## SOURCE EXTRACT
--------------------------------

Skip to content

Architecture

System overview

                    Internet
                    [Nginx]               ← host reverse proxy (Ansible-managed)
                       │ HTTPS
                  [Gunicorn]              ← WSGI server (Docker container)
              [Django Application]
              ┌────────┴────────┐
         [WhiteNoise]      [DRF API]
         (static files)   (REST endpoints)
          ┌────────────┼────────────┐
     [PostgreSQL]   [Redis]    [Celery]
     (submissions,  (cache,    (async tasks:
      EDAM, bio.    sessions,   email dispatch,
      tools cache)  rate limit) bio.tools sync,
                               EDAM sync,
                               stale draft cleanup)

Traffic enters the host nginx, which terminates TLS and proxies to the Gunicorn container on the internal network. Gunicorn serves both the Django web application and the REST API. Static files are served directly through Gunicorn via WhiteNoise — no separate static file server.


Django app structure

The project follows Django's app-per-domain convention. Each app has a single clear responsibility.

--------------------------------

(Region segmentation data)
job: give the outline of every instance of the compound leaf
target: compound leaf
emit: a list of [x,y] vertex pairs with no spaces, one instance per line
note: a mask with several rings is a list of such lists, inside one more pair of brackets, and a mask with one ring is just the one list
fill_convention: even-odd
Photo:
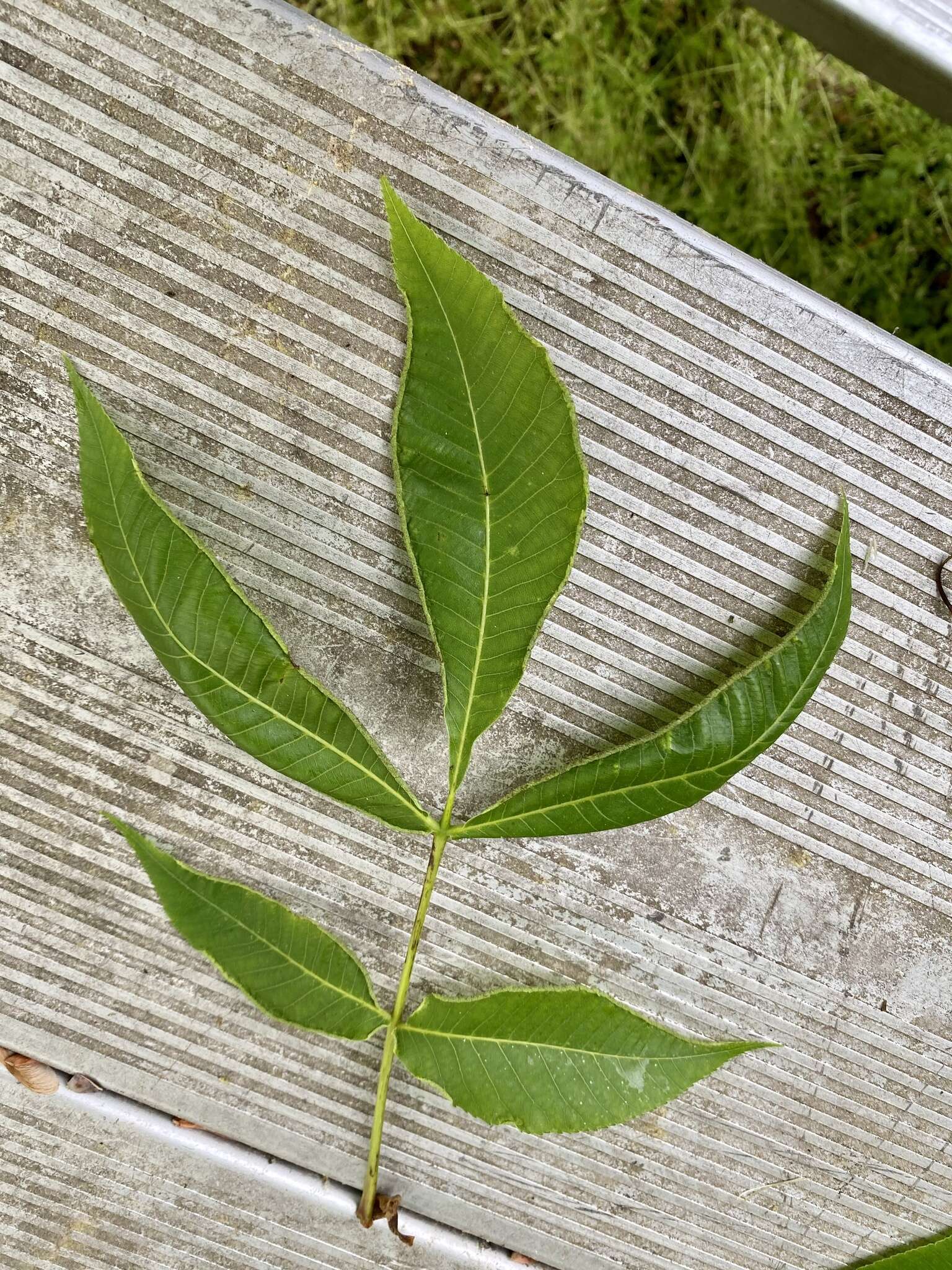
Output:
[[397,499],[440,657],[456,790],[569,575],[586,476],[546,351],[489,278],[382,187],[409,325]]
[[760,1041],[678,1036],[592,988],[429,996],[397,1029],[414,1076],[489,1124],[603,1129],[683,1093]]
[[423,810],[350,711],[287,648],[211,552],[149,488],[132,451],[67,359],[83,507],[109,580],[202,714],[274,771],[400,829]]
[[256,890],[189,869],[108,819],[138,856],[175,930],[267,1013],[348,1040],[386,1024],[367,972],[333,935]]
[[849,605],[844,500],[833,570],[810,612],[779,644],[670,725],[524,785],[454,828],[452,837],[589,833],[691,806],[793,723],[843,643]]

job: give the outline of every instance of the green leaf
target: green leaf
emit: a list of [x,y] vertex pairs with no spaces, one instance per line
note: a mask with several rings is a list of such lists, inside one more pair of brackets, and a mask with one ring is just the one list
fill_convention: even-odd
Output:
[[393,414],[397,500],[440,657],[454,791],[569,575],[585,465],[546,351],[496,287],[381,184],[409,325]]
[[66,359],[89,535],[159,660],[226,737],[274,771],[400,829],[434,822],[357,719],[292,662],[212,554],[152,493]]
[[631,1120],[762,1048],[678,1036],[592,988],[430,996],[397,1029],[397,1054],[414,1076],[480,1120],[526,1133]]
[[[949,1270],[952,1266],[952,1234],[920,1243],[905,1252],[887,1252],[876,1261],[862,1261],[862,1270]],[[857,1267],[859,1270],[859,1267]]]
[[367,972],[333,935],[256,890],[179,864],[108,819],[138,856],[175,930],[267,1013],[348,1040],[387,1022]]
[[454,838],[545,838],[619,829],[691,806],[786,732],[816,691],[849,625],[849,514],[810,612],[759,660],[673,724],[524,785]]

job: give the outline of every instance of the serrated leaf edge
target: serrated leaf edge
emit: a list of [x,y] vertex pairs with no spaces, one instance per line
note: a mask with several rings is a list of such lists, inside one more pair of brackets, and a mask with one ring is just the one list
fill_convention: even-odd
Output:
[[[245,922],[240,921],[240,918],[235,917],[231,913],[227,913],[225,909],[220,908],[213,900],[206,899],[206,897],[203,897],[203,895],[198,895],[197,892],[192,890],[192,888],[188,885],[188,883],[182,881],[182,879],[178,875],[173,874],[171,870],[165,869],[164,860],[166,857],[170,859],[170,860],[174,860],[175,864],[178,865],[178,867],[182,869],[182,870],[184,870],[185,874],[192,874],[192,875],[195,875],[195,876],[199,876],[199,878],[207,878],[211,881],[225,883],[228,886],[234,886],[236,890],[242,890],[242,892],[245,892],[249,895],[254,895],[256,899],[265,899],[265,900],[269,900],[273,904],[281,904],[281,900],[275,900],[273,897],[265,895],[263,892],[255,890],[253,886],[246,886],[244,883],[232,881],[231,878],[218,878],[215,874],[203,874],[201,869],[193,869],[192,865],[184,864],[184,861],[179,860],[176,856],[173,856],[170,851],[164,851],[160,846],[157,846],[157,843],[152,842],[143,833],[140,833],[138,829],[135,829],[131,824],[127,824],[118,815],[113,815],[112,812],[103,812],[102,814],[113,826],[114,829],[118,829],[118,832],[123,836],[123,838],[126,839],[126,842],[128,842],[128,845],[136,852],[136,857],[137,857],[140,865],[142,866],[142,870],[145,871],[146,876],[149,876],[149,867],[147,867],[146,861],[143,859],[145,852],[140,848],[138,843],[136,842],[136,838],[141,838],[143,842],[147,843],[147,846],[150,848],[147,859],[150,861],[155,861],[155,856],[152,855],[152,852],[155,852],[155,855],[159,857],[160,867],[162,867],[162,870],[166,871],[169,874],[169,876],[173,878],[176,883],[179,883],[180,885],[183,885],[185,888],[185,890],[188,890],[192,894],[195,894],[197,898],[201,899],[203,904],[208,904],[209,908],[213,908],[217,912],[220,912],[230,922],[234,922],[236,926],[240,926],[244,931],[248,931],[248,933],[254,940],[256,940],[259,944],[264,944],[273,952],[279,954],[279,956],[284,958],[286,961],[288,961],[291,965],[293,965],[298,970],[301,970],[302,974],[307,975],[308,979],[315,979],[317,983],[322,984],[325,988],[330,988],[331,992],[336,992],[341,997],[348,997],[350,1001],[353,1001],[358,1006],[362,1006],[364,1010],[372,1010],[372,1011],[374,1011],[377,1015],[380,1015],[378,1027],[382,1027],[390,1020],[390,1015],[377,1002],[376,994],[373,992],[373,984],[371,983],[369,975],[367,974],[367,970],[364,969],[364,966],[362,965],[362,963],[354,956],[354,954],[350,951],[350,949],[347,947],[345,944],[341,944],[340,940],[335,935],[331,935],[330,931],[325,930],[322,926],[320,927],[321,933],[325,935],[331,941],[331,944],[335,944],[341,950],[341,952],[344,952],[348,958],[350,958],[350,960],[359,968],[360,973],[363,974],[364,982],[367,984],[367,992],[369,993],[369,997],[371,997],[369,1001],[364,1001],[362,997],[355,997],[353,994],[353,992],[347,992],[347,989],[338,987],[338,984],[331,983],[329,979],[324,979],[324,978],[321,978],[321,975],[315,974],[314,970],[310,970],[306,965],[301,965],[300,961],[296,961],[293,958],[288,956],[286,952],[283,952],[279,947],[277,947],[269,940],[267,940],[261,935],[259,935],[258,931],[253,930],[250,926],[246,926]],[[157,895],[157,893],[156,893],[156,895]],[[217,960],[217,958],[213,954],[207,952],[204,949],[195,947],[195,945],[192,942],[192,940],[189,940],[188,936],[185,936],[185,935],[182,933],[182,931],[179,930],[179,926],[178,926],[175,918],[165,908],[165,904],[162,903],[160,895],[157,895],[157,899],[159,899],[159,904],[161,906],[162,911],[165,912],[165,916],[166,916],[168,921],[175,927],[176,931],[179,931],[179,935],[182,935],[182,939],[188,944],[188,946],[192,947],[192,949],[194,949],[203,958],[207,958],[212,963],[212,965],[218,970],[218,973],[221,974],[221,977],[223,979],[227,979],[228,983],[234,984],[234,987],[236,987],[239,989],[239,992],[242,992],[249,998],[249,1001],[253,1001],[255,1003],[255,1006],[263,1013],[268,1015],[272,1019],[275,1019],[278,1022],[287,1024],[289,1027],[302,1027],[305,1031],[317,1031],[317,1033],[322,1033],[324,1035],[335,1035],[334,1033],[324,1033],[324,1029],[321,1029],[321,1027],[308,1027],[306,1024],[288,1024],[287,1019],[282,1019],[279,1015],[274,1013],[274,1011],[269,1010],[268,1006],[261,1005],[261,1002],[258,999],[258,997],[251,996],[251,993],[248,991],[248,988],[245,988],[241,983],[239,983],[237,979],[235,979],[230,974],[230,972],[225,969],[225,966],[221,964],[221,961]],[[281,907],[282,908],[287,908],[286,904],[282,904]],[[301,914],[300,913],[294,913],[293,909],[288,909],[288,912],[293,917],[298,917],[301,921],[310,921],[310,918],[301,918]],[[312,925],[316,926],[317,923],[315,922]],[[377,1027],[374,1027],[373,1031],[369,1031],[367,1034],[367,1036],[368,1038],[372,1036],[374,1031],[377,1031]],[[343,1038],[343,1039],[347,1040],[349,1038]]]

--------------------------------

## SET OF TASKS
**A.** Copy out the stretch of the architecture overview from "Architecture" through "server (Docker container)", swapping "Gunicorn" for "uWSGI".
**B.** Please extend the architecture overview with the next part that follows its final line.

## ANSWERS BELOW
**A.**
Architecture

System overview

                    Internet
                    [Nginx]               ← host reverse proxy (Ansible-managed)
                       │ HTTPS
                  [uWSGI]              ← WSGI server (Docker container)

**B.**
App Responsibility
submissions Core domain. The ServiceSubmission model, registration form, views, and admin.
api REST API layer. DRF viewsets, serializers, API key authentication, permissions.
registry Reference data. PrincipalInvestigator, ServiceCategory, ServiceCenter models.
biotools bio.tools integration. HTTP client, sync logic, Celery tasks, post_save signal.
edam EDAM ontology. EdamTerm model, sync_edam management command.

Data model overview

ServiceSubmission (one per registered service)
├── SubmissionAPIKey (one-to-many — for scoped access)
├── BioToolsRecord (one-to-one — mirrored from bio.tools)
│   └── BioToolsFunction (one-to-many — EDAM function blocks)
├── PrincipalInvestigator (many-to-many — responsible and associated PIs)
├── ServiceCenter (many-to-many)
└── ServiceCategory (many-to-many)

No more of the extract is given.